Only the number is needed: count the lines below that hold the string "Target".

[Saved entries]
- - -

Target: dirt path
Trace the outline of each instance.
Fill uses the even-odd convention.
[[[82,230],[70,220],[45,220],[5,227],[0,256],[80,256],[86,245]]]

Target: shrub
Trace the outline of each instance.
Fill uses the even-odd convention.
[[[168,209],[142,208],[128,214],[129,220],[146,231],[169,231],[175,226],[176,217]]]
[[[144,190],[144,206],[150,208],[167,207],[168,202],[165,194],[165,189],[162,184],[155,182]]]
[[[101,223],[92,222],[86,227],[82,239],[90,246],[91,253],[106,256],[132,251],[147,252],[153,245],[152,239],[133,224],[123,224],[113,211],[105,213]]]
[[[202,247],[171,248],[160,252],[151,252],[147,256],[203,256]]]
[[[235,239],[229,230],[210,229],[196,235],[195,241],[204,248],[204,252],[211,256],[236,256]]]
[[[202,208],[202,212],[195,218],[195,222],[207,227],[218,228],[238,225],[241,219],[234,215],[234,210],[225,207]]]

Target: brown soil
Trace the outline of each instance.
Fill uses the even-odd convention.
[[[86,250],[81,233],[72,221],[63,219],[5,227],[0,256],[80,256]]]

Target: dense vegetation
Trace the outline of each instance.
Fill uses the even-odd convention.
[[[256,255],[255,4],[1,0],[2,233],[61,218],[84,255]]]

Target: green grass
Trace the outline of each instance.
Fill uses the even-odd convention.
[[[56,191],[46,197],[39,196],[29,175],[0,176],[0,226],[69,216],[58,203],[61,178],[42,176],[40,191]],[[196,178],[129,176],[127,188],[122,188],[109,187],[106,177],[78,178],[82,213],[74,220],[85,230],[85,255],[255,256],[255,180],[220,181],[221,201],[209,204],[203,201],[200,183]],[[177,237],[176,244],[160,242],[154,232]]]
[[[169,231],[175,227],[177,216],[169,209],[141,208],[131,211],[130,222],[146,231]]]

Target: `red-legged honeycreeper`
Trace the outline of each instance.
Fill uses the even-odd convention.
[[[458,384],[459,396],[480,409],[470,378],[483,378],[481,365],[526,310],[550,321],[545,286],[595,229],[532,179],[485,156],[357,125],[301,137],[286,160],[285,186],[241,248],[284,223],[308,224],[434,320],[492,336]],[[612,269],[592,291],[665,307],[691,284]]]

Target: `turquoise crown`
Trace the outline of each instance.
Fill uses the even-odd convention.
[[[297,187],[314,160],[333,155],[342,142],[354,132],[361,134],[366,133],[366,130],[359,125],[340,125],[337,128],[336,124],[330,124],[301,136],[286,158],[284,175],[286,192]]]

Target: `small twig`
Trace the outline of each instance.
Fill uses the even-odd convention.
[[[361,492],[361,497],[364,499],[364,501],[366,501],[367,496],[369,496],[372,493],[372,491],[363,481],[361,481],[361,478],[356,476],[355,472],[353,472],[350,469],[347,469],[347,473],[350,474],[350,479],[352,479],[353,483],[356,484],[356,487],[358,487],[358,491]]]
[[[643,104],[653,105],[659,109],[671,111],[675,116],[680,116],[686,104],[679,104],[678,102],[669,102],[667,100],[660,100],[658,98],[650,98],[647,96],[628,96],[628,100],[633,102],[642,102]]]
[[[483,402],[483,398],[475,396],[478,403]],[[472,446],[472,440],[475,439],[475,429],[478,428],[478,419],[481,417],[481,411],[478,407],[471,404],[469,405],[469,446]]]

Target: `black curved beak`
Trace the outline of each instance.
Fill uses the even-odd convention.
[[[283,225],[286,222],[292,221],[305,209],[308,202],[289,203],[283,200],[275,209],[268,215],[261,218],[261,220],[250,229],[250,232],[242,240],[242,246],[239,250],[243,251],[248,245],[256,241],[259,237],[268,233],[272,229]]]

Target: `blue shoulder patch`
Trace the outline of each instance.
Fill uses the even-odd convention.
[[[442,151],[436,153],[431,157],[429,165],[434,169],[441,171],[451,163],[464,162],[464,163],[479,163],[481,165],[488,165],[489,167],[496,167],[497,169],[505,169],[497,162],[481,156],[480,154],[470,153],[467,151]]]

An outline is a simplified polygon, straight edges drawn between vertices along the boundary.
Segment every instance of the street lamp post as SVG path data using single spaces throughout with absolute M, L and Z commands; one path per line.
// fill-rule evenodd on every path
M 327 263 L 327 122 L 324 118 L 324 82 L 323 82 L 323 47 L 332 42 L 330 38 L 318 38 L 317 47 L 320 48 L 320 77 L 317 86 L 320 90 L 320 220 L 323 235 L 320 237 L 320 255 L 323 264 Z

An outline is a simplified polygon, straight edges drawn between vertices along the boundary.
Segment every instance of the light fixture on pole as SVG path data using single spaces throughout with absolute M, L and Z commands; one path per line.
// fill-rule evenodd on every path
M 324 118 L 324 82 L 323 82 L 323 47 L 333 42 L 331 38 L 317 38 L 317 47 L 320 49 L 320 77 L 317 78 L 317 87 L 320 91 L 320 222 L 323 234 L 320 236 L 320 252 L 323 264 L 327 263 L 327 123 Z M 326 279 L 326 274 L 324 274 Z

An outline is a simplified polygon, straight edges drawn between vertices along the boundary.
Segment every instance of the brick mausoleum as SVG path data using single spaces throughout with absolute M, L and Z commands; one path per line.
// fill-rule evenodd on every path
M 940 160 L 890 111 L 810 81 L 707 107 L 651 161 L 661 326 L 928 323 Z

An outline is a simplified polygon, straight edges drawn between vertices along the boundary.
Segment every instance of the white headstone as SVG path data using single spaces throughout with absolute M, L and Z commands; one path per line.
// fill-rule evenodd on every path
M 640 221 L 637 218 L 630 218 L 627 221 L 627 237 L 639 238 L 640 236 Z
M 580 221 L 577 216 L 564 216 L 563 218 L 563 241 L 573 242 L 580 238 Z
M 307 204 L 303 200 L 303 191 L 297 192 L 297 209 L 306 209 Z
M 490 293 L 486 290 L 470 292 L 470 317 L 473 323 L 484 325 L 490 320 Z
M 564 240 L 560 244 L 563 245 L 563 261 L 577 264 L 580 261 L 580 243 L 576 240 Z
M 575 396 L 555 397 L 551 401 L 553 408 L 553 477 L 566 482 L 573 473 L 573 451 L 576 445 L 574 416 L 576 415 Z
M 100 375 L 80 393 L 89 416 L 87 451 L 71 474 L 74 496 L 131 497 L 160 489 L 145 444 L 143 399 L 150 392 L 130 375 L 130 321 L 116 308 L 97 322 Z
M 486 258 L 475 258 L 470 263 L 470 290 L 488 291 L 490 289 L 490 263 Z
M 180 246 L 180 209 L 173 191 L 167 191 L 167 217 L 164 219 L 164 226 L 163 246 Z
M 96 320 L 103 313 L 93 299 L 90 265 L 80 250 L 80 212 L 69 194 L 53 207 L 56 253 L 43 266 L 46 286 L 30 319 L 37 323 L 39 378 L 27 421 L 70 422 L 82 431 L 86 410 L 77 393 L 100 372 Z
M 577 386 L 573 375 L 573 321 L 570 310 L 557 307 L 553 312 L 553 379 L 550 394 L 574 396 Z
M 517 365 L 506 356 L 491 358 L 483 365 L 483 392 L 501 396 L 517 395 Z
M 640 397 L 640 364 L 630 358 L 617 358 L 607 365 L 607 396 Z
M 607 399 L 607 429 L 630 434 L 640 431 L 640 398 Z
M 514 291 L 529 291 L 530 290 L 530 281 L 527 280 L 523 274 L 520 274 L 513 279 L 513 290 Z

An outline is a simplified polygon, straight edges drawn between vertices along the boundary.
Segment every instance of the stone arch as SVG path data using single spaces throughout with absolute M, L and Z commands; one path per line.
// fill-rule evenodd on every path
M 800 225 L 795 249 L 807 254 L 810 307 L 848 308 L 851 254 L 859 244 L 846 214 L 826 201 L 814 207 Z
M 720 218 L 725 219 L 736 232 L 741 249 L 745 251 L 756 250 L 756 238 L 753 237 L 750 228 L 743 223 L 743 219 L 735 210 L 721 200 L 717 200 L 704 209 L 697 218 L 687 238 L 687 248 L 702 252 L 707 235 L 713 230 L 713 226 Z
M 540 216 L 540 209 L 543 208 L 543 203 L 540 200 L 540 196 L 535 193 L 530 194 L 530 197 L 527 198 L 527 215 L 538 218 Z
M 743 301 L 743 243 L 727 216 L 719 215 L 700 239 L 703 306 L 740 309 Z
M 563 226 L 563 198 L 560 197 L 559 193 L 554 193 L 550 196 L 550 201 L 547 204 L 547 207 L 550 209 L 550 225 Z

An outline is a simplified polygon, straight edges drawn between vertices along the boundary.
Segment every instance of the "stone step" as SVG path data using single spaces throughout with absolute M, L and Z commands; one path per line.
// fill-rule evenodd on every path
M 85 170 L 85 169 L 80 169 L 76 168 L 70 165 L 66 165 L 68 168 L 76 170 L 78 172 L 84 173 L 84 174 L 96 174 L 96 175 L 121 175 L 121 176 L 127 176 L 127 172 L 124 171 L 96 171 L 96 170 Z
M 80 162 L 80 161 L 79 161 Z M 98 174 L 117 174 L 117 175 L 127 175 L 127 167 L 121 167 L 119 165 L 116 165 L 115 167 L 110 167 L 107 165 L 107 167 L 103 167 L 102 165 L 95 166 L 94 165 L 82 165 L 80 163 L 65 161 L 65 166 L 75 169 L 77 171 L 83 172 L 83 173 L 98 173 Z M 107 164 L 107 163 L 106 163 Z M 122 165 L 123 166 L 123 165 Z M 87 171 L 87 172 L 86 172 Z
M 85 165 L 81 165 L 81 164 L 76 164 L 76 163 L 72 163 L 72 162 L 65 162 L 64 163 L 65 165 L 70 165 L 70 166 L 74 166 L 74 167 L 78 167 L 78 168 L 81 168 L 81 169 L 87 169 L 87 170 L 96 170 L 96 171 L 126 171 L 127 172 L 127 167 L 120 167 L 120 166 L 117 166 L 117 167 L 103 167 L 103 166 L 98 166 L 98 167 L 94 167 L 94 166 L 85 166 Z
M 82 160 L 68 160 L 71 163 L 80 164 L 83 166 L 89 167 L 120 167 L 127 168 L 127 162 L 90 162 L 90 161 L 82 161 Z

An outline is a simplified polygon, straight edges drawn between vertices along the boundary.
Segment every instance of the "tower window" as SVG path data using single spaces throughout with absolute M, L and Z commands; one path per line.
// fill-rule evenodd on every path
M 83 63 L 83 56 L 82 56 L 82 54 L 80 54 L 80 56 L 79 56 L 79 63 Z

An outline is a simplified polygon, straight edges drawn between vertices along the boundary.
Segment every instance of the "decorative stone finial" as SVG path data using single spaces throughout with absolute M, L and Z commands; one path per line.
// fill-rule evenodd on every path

- - -

- Exercise answer -
10